→ What to produce
With the records below as your source, retype each line exactly from the top down to the line that contains "of the distant", and include that line.

→ Data extracts
····················
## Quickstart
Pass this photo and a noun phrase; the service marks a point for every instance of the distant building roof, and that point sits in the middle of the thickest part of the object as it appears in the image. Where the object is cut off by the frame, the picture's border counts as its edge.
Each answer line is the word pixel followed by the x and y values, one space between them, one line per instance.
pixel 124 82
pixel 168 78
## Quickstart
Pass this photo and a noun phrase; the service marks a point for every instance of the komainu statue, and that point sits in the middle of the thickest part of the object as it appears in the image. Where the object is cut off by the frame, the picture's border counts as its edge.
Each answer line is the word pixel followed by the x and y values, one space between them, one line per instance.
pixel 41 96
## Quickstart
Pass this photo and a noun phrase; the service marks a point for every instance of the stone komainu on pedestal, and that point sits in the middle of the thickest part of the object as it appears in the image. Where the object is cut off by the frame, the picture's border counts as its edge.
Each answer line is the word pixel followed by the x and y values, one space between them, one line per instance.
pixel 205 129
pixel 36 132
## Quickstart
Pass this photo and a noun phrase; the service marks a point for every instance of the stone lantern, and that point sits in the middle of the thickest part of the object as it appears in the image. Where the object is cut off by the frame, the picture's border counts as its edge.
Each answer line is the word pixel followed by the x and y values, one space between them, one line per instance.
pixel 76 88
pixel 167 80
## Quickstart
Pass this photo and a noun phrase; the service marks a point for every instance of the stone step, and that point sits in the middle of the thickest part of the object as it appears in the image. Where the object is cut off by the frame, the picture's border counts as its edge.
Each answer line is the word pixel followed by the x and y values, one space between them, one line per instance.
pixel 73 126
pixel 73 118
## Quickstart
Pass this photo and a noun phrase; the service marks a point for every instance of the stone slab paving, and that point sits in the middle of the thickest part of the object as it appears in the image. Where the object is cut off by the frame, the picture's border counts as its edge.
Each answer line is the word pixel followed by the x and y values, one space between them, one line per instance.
····················
→ Task solution
## Quickstart
Pass this photo and a noun phrase; the service marks a point for every instance of the distant building roof, and that point sits in the middle of the thickest part of the object as it appears in the image. Where the object is cut off by the frame, the picture's border counts as its edge.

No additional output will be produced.